> BAGIAN LATIHAN
**1)** Terjemahkan kalimat dari petikan ini ke dalam bahasa Inggris: "Sekarang, makin banyak daerah dipimpin oleh kekuatan politik koalisi, atau latar belakang politik kepala daerah berbeda dengan wakilnya."
**2)** Tolong jawab pertanyaan berikut berdasarkan petikan:
(a) Ali Rachman menjadi pengurus DPP organisasi apa, dan untuk periode berapa?
(b) Pada tanggal berapa artikel dari penulis yang sama pernah dimuat di OKEZONENEWS?
(c) Munculnya pemerintahan koalisi di banyak daerah disebut sebagai imbas dari apa?
====== PETIKAN
Rabu, 31 Juli 2013

Menyoal Kinerja Birokrasi

Menyoal Kinerja Birokrasi
Ali Rachman  ;   Pengurus DPP Komite Nasional Pemuda Indonesia (KNPI) 
Periode 2011-2014
SUARA KARYA, 30 Juli 2013

Artikel dari Penulis yang sama pernah dimuat di OKEZONENEWS 25 Juli 2013


Sekarang, makin banyak daerah dipimpin oleh kekuatan politik koalisi, atau latar belakang politik kepala daerah berbeda dengan wakilnya. Dalam kondisi demikian, keduanya memiliki visi dan misi politik yang juga berbeda meskipun telah disatukan pada saat pemilukada.

Layak dicermati, munculnya pemerintahan koalisi di banyak daerah merupakan imbas dari sistem multipartai yang memang mempersulit partai-partai menjadi dominan di daerah. Dengan kata lain, partai-partai di banyak daerah memiliki kekuatan yang relatif sama sehingga tidak mampu mengusung pasangan calon kepala daerah tanpa harus berkoalisi.
============
====== ENTRI YANG DISEDIAKAN
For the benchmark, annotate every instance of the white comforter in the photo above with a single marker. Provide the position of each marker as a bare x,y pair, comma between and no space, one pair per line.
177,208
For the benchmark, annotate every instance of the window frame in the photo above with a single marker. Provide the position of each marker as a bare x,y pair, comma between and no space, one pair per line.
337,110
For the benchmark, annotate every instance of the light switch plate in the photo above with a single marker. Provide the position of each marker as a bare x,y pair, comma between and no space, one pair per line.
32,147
============
====== ENTRI YANG DISEDIAKAN
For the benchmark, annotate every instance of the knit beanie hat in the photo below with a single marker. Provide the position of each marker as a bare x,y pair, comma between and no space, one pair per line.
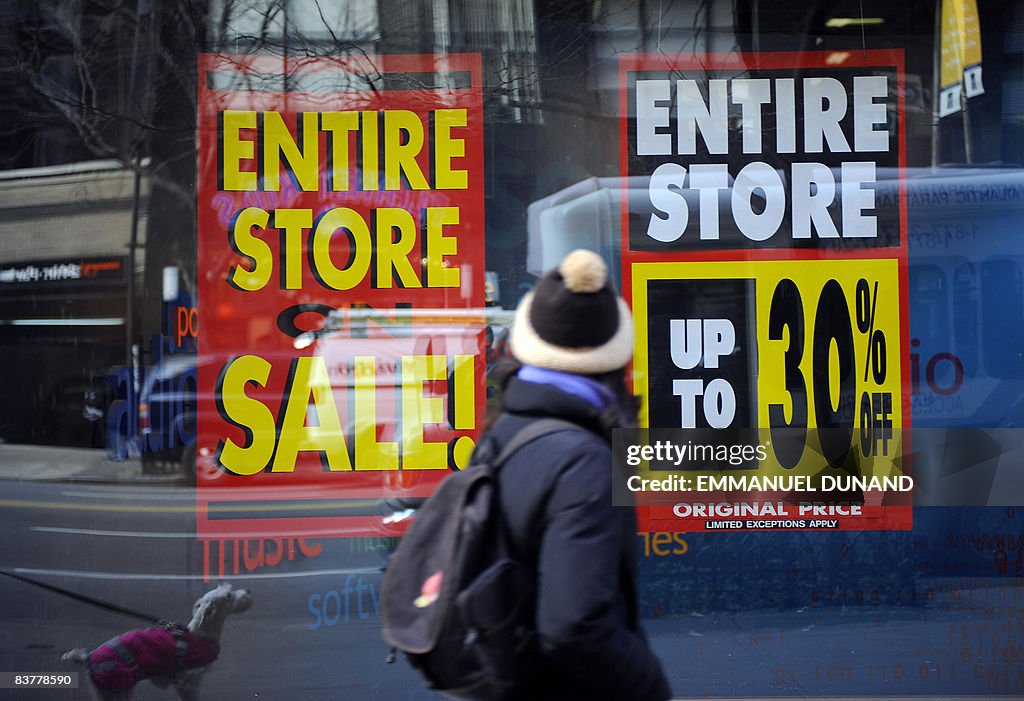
============
> HASIL PER TUGAS
**1)** Now, more and more regions are led by coalition political forces, or the political background of the regional head differs from that of the deputy.

**2)**
(a) Komite Nasional Pemuda Indonesia (KNPI), periode 2011-2014.
(b) 25 Juli 2013.
(c) Sistem multipartai.